Consegna scritta: Trascrivi dal brano sulla donna e la bambina il passo che comincia con le parole "Un contrasto di" e si ferma dopo "meno i lavoratori.", senza cambiare nulla.

Stamane sopra il ciglio di un marciapiede vicino casa mia c'era una donna: buttata lì, piena di rughe, sfatta, vestiti lerci e con in mano un Tavernello. Era in stato di ebrezza, parlava da sola, emetteva suoni incomprensibili. Una vita buttata, inutile: emanava tanta sofferenza. Girato l'angolo ho visto una bambina di circa quattro anni con un triciclo: capelli biondi, occhi azzurri ed era felice. La sua è una vita appena agli albori e con tutta la spensieratezza che emanava da tutti i pori.

Un contrasto di situazioni che mi hanno invitato a riflettere.

Quella donna ubriaca, sfatta, vestiti lerci e con in mano un Tavernello un tempo, appena agli albori della sua vita, poteva essere quella bambina con il triciclo: spensierata, felice e con la madre che la rincorreva.

Immagino... La donna ubriaca era figlia di gente umile. Un padre che lavorava in un'acciaieria, un lavoro alienante; una madre, casalinga, che badava alla figlia e accudiva il marito quando rientrava stanco dal duro lavoro. La figlia, che chiameremo Sara, tutti i giorni non vedeva l'ora che il padre tornasse dalla giornata di duro lavoro per ricevere la carezza tenera e affettuosa, nonostante che la mano fosse piena di calli.

L'acciaieria però chiuse: il padrone ormai aveva trovato nuovi tipi di profitti. Ma all'estero, perché gli conveniva di più visto che poteva pagare di meno i lavoratori.

Il padre di Sara finì disoccupato e fu l'inizio di un dramma.

I primi giorni era euforico: si era convinto che da lì a poco sarebbe riuscito a trovare un altro lavoro e nel frattempo si dedicò con affetto a Sara. La portava sempre al parco giochi , le comprava il gelato preferito e c'era la madre che si divertiva a rincorrere Sara che si divertiva con il triciclo. Passarono giorni, mesi e poi anni.

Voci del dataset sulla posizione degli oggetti
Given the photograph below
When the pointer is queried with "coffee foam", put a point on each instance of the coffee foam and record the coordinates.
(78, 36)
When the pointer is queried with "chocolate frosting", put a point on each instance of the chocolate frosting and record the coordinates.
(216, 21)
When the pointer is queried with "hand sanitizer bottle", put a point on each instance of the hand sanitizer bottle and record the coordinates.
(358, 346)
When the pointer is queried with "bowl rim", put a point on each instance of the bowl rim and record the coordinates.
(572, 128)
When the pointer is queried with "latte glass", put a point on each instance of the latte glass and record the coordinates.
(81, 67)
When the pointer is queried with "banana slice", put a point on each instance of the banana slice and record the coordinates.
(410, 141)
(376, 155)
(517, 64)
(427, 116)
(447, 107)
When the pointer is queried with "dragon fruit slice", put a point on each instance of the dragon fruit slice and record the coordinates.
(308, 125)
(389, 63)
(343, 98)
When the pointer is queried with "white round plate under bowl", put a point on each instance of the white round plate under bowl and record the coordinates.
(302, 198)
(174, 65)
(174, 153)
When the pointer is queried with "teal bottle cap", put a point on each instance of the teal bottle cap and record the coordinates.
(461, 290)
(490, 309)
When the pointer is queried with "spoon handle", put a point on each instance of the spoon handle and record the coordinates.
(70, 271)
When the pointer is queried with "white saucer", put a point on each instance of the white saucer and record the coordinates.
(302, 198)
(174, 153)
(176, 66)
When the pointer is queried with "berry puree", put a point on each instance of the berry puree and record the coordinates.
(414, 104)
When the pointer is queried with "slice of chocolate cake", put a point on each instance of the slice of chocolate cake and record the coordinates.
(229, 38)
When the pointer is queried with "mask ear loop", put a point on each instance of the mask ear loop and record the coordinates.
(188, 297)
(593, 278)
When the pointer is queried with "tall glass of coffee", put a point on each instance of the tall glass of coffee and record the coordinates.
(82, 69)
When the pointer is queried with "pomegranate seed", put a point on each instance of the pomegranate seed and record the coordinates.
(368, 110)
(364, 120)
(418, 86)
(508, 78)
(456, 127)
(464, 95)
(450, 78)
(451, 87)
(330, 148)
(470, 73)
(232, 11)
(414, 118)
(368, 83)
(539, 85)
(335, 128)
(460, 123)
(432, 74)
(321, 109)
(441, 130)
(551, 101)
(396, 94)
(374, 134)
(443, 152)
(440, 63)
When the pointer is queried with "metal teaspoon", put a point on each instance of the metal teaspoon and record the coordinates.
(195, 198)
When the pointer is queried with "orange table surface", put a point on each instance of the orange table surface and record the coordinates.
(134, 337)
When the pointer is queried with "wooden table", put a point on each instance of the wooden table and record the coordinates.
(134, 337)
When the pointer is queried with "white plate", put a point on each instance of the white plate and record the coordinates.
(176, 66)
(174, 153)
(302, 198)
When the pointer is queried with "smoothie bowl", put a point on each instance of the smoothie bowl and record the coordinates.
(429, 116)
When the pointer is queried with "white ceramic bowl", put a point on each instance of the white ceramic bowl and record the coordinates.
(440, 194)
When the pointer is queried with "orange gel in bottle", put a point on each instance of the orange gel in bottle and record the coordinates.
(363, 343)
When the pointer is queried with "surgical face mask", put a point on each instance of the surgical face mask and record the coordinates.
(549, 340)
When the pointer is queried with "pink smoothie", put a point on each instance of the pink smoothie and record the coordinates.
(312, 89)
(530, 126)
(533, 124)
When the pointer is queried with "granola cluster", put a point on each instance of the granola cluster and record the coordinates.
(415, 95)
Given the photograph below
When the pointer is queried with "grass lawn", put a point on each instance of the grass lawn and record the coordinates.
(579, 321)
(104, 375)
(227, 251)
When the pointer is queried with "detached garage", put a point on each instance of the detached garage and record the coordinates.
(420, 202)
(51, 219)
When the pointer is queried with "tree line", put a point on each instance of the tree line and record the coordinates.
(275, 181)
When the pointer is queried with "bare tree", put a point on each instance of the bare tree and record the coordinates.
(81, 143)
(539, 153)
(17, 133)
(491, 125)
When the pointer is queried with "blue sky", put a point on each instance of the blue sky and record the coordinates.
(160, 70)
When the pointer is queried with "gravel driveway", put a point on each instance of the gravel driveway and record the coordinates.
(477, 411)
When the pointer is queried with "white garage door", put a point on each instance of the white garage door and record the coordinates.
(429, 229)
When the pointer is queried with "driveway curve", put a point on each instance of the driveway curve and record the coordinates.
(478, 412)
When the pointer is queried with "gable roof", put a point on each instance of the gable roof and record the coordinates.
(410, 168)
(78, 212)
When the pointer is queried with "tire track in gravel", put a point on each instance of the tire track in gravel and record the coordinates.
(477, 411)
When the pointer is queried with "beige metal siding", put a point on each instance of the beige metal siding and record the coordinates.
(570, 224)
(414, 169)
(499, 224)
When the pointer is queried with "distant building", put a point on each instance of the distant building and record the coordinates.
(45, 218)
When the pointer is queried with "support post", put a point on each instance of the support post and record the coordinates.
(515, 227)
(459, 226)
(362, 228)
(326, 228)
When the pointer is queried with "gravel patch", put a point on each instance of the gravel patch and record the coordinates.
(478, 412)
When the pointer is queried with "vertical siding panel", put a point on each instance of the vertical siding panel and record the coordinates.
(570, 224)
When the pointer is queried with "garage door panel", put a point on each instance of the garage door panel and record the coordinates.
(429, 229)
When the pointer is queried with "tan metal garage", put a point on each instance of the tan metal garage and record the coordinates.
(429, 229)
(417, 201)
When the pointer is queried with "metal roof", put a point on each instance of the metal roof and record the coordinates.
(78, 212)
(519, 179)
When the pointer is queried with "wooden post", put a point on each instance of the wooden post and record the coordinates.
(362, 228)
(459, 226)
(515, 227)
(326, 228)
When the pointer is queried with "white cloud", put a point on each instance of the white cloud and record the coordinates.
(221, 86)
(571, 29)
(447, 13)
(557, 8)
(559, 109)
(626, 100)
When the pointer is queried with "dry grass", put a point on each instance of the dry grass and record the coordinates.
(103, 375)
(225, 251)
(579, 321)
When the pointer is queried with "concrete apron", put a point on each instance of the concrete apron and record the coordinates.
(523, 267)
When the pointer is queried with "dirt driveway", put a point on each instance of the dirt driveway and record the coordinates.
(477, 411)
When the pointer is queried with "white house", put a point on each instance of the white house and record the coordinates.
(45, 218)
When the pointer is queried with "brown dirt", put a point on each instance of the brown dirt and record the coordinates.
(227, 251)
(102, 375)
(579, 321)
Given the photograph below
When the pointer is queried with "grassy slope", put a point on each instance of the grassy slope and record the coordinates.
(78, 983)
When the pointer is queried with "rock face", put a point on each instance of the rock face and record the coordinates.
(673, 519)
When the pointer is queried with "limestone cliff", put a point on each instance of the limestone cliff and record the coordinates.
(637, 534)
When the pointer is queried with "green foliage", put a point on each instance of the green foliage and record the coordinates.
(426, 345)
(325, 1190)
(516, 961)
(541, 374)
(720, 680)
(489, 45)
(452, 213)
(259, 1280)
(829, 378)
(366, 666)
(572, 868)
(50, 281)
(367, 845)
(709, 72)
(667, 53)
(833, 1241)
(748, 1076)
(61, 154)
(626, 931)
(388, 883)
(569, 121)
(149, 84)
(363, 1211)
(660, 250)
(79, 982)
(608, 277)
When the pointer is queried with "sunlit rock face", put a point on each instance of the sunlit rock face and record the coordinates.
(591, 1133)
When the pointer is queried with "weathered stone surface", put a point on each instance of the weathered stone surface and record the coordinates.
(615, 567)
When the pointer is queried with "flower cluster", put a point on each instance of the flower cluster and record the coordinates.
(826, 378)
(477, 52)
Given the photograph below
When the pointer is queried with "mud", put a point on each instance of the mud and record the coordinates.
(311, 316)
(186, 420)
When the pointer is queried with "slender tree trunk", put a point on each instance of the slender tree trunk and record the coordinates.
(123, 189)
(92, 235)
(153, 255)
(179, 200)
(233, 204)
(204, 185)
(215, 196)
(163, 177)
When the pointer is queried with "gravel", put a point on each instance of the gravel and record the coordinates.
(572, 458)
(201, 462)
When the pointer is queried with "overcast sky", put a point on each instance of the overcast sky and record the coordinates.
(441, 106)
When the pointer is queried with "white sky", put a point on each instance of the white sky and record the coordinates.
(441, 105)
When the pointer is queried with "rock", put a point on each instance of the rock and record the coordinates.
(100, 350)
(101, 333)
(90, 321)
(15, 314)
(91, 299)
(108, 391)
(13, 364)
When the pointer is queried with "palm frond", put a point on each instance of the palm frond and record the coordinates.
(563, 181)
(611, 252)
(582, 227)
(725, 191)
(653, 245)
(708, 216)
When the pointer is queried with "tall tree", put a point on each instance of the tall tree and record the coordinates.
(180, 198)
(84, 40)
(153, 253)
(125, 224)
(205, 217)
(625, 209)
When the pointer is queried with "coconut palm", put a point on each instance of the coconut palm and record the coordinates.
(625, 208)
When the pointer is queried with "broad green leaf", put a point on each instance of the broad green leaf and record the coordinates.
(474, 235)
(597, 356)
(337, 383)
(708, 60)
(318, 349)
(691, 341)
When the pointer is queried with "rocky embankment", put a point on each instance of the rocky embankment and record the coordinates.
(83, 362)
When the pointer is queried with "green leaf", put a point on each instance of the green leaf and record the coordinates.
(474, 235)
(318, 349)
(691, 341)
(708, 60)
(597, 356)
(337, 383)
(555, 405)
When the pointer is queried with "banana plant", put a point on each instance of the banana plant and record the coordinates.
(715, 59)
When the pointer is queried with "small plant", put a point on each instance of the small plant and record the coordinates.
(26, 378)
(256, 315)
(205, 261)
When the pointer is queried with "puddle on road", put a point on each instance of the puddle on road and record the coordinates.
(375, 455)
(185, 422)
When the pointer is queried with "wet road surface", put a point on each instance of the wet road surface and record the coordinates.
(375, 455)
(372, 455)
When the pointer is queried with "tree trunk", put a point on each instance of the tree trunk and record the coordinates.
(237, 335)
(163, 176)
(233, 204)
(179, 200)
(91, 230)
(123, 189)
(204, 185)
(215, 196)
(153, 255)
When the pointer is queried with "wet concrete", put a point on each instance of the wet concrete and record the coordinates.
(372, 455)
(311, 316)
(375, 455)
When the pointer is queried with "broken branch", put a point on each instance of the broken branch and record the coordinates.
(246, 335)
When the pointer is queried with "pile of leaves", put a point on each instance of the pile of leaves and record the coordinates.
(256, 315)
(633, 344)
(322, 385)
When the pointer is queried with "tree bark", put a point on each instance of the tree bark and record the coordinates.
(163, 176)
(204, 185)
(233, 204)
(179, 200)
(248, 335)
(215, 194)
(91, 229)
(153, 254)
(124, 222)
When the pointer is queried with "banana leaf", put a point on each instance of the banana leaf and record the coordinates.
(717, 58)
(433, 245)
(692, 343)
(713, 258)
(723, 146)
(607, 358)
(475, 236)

Risposta:
Un contrasto di situazioni che mi hanno invitato a riflettere.

Quella donna ubriaca, sfatta, vestiti lerci e con in mano un Tavernello un tempo, appena agli albori della sua vita, poteva essere quella bambina con il triciclo: spensierata, felice e con la madre che la rincorreva.

Immagino... La donna ubriaca era figlia di gente umile. Un padre che lavorava in un'acciaieria, un lavoro alienante; una madre, casalinga, che badava alla figlia e accudiva il marito quando rientrava stanco dal duro lavoro. La figlia, che chiameremo Sara, tutti i giorni non vedeva l'ora che il padre tornasse dalla giornata di duro lavoro per ricevere la carezza tenera e affettuosa, nonostante che la mano fosse piena di calli.

L'acciaieria però chiuse: il padrone ormai aveva trovato nuovi tipi di profitti. Ma all'estero, perché gli conveniva di più visto che poteva pagare di meno i lavoratori.